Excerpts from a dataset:
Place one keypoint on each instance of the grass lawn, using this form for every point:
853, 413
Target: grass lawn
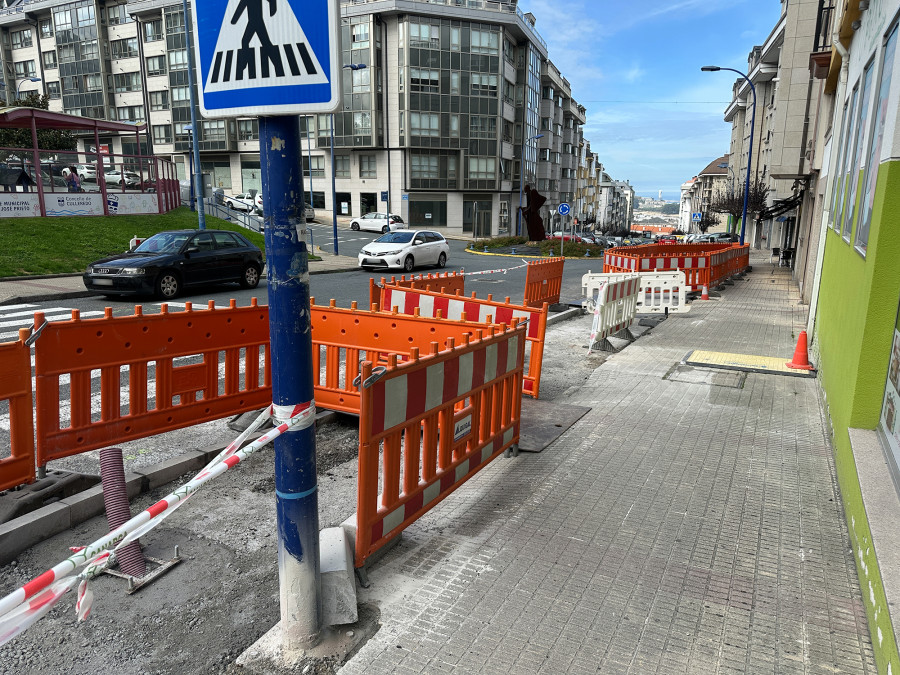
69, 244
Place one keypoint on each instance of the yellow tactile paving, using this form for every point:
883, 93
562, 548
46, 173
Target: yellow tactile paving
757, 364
* * *
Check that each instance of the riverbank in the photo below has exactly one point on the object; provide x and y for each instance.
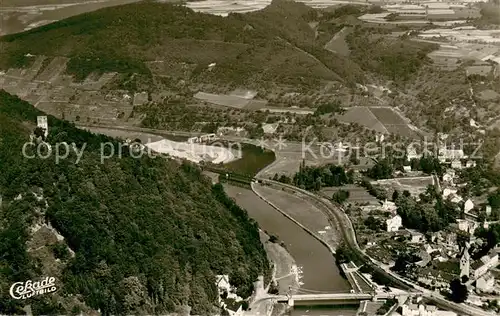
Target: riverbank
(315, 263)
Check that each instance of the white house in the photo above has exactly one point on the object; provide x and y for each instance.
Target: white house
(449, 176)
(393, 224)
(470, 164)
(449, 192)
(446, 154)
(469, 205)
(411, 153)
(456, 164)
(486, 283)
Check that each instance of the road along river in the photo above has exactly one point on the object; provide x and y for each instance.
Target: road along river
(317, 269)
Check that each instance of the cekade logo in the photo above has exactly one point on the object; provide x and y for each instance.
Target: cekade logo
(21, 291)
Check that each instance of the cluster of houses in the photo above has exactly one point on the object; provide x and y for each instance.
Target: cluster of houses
==
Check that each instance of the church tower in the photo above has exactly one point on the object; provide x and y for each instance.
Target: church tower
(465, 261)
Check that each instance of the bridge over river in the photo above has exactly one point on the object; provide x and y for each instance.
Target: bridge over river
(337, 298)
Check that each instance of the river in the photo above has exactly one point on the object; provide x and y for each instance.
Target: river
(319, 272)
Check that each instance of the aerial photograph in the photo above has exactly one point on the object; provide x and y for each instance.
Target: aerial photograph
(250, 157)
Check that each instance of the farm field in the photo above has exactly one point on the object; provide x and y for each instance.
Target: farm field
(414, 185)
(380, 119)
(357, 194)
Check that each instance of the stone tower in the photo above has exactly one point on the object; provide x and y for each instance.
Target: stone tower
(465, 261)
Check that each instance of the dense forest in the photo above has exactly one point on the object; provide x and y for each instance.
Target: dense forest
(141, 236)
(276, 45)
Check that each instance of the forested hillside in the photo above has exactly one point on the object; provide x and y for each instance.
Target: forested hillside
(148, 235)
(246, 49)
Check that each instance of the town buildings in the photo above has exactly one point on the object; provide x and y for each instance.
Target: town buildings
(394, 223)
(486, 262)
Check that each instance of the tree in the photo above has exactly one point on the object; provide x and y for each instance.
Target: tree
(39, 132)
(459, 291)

What is being asked: Write out each line above containing "Place".

Solution for this exercise:
Place one keypoint on each instance of the grass lawn, using this form for every point:
Place one keypoint on each instance of the yellow tactile paving, using this form for every point:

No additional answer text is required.